(Beginning of EXTRACTED ENTRIES)

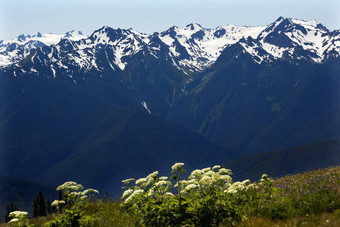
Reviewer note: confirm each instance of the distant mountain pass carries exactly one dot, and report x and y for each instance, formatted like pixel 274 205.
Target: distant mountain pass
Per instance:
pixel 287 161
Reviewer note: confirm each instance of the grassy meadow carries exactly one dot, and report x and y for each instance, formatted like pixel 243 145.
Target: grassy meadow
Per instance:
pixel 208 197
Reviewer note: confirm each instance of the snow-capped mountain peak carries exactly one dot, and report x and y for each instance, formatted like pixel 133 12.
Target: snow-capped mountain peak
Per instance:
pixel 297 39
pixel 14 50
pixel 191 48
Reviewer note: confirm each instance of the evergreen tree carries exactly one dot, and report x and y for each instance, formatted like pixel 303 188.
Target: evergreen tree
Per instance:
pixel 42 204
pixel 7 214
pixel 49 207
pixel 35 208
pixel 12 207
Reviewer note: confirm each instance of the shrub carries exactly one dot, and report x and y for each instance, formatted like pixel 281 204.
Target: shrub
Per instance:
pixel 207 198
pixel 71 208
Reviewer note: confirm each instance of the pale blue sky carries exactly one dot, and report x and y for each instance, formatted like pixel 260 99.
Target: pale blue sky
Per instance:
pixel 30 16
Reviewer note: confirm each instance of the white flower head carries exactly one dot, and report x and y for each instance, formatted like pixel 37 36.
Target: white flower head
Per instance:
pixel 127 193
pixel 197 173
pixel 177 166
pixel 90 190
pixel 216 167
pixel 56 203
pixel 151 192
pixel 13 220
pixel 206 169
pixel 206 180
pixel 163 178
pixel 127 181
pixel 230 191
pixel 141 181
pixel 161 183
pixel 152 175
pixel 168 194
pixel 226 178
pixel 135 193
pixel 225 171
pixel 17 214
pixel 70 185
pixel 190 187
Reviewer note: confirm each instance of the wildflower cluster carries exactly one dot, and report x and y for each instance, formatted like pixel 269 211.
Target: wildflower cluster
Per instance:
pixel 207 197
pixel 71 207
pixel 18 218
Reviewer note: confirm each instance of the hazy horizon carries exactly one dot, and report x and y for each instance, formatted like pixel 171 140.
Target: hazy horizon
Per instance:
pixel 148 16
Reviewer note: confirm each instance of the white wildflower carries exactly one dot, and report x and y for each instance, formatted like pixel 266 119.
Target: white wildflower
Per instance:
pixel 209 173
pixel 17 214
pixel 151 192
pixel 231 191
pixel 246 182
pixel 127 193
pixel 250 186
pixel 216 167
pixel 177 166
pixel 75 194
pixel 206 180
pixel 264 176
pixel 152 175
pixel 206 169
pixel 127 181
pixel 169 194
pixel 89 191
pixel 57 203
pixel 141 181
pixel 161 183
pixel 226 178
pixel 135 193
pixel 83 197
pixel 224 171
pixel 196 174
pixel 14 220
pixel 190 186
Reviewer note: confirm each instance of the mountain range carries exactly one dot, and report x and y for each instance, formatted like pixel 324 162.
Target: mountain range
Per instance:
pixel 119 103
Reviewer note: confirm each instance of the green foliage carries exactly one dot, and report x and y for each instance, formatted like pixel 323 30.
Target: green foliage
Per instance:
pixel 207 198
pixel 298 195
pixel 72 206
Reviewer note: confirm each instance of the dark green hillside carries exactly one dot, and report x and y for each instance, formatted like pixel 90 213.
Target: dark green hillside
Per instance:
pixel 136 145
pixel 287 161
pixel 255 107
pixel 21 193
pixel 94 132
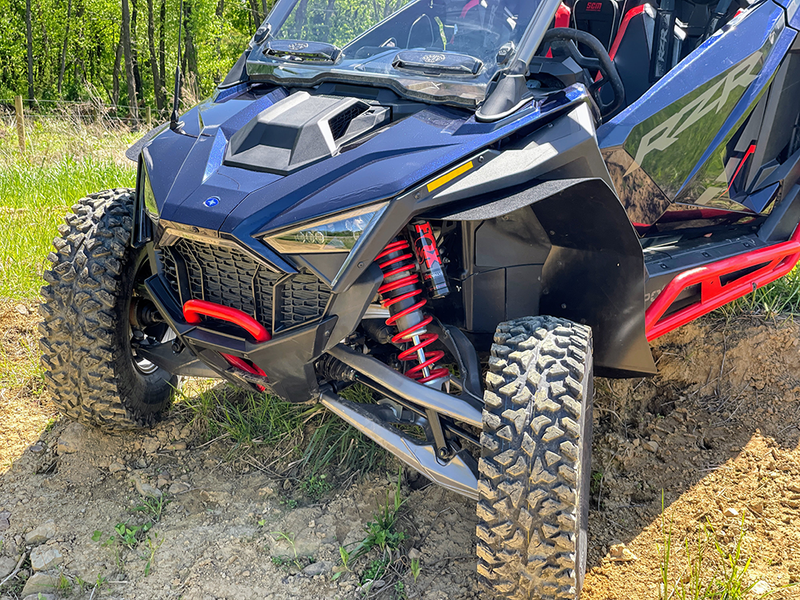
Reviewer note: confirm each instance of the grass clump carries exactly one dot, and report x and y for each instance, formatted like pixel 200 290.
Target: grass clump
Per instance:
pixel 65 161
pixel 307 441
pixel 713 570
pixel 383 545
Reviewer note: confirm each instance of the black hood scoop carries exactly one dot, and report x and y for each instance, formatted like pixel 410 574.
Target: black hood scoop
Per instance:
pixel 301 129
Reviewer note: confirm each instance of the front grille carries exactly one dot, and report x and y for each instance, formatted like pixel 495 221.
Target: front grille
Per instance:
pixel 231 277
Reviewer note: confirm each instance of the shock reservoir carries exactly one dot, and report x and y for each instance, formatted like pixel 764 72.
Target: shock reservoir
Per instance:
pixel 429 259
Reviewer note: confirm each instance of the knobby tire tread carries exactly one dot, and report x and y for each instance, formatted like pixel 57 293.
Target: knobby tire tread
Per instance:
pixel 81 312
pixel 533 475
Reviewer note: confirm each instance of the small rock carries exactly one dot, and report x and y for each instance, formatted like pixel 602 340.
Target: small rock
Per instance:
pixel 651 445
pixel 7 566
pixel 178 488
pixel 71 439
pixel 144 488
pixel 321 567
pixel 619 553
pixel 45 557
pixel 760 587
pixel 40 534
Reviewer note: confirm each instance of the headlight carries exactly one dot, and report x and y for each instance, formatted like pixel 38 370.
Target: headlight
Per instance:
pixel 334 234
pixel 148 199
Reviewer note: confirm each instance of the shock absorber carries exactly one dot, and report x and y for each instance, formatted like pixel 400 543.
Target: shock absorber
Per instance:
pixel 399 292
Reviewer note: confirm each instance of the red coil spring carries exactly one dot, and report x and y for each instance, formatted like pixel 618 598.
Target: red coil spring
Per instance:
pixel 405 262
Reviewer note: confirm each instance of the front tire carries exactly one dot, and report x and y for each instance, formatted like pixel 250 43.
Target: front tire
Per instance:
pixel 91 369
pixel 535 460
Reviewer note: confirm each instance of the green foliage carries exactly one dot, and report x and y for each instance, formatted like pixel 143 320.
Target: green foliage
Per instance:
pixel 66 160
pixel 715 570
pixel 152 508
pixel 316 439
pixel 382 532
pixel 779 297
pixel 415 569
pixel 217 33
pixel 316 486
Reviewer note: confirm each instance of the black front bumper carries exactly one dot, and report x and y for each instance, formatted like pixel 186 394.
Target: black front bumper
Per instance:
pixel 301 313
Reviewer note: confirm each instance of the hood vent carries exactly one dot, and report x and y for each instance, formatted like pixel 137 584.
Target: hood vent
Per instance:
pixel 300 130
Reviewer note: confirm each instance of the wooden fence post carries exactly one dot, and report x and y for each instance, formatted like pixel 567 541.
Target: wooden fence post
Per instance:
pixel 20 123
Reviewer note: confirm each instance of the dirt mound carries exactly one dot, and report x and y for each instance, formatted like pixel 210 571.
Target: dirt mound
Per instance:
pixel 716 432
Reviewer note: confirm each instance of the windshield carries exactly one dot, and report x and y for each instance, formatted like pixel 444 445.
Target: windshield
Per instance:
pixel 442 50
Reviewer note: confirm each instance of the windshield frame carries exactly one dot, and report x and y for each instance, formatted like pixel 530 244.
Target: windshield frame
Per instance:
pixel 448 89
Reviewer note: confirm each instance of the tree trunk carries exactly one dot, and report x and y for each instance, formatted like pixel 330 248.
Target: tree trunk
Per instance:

(End of EXTRACTED ENTRIES)

▶ _WORK TO BE COMPLETED_: The required output is the line holding "Target: red coil spring" plus every line after it in the data, reproduced exactly.

▶ _WRITTEN ANSWER_:
Target: red coil spring
Per instance:
pixel 405 262
Reviewer note: confirm each instance of the front tire carries exactly one dot, and report x and y for each instance, formatted like pixel 250 43.
Target: front tire
Per instance:
pixel 91 369
pixel 535 460
Reviewer note: confirm each instance of the green foliage carries exactly one dot, and report x and y for each instance, formatted like pixel 143 320.
Target: green foliage
Per instance:
pixel 66 160
pixel 715 570
pixel 152 508
pixel 316 439
pixel 382 532
pixel 779 297
pixel 415 569
pixel 217 33
pixel 316 486
Reviewer note: confirm each instance of the black front bumper carries exactly one dot, and report x and y for each instance, formatted like pixel 186 394.
Target: black front bumper
Per instance:
pixel 301 313
Reviewer note: confirm each instance of the hood vent carries exactly one dot, and report x and y for each instance, formatted like pixel 137 584.
Target: hood vent
Per instance:
pixel 300 130
Reviewer note: confirm each instance of the wooden fence post carries exactly one dot, and report x and y for each instance, formatted like pixel 567 541.
Target: wooden fence post
Per instance:
pixel 20 123
Reviewer note: confirm each instance of the dirt mound carries exactly one dot, and report x and y for each instance, formatted like pixel 210 571.
Target: dirt mound
Per instance:
pixel 716 432
Reviewer note: confirm each instance of the windshield carries exactly one dot, and report x and y for each instance, formatted like pixel 444 445.
Target: windshield
Per instance:
pixel 442 50
Reviewer note: confirm each instance of the windshield frame carries exactly one dot, and report x and y for each instance, formatted like pixel 530 244.
Target: windshield frame
Per instance:
pixel 448 89
Reviewer note: confirm each instance of the tree trunk carries exactly one dot, and report x and y for each instance, formatted like pixel 330 248.
Target: tree trunk
Per instance:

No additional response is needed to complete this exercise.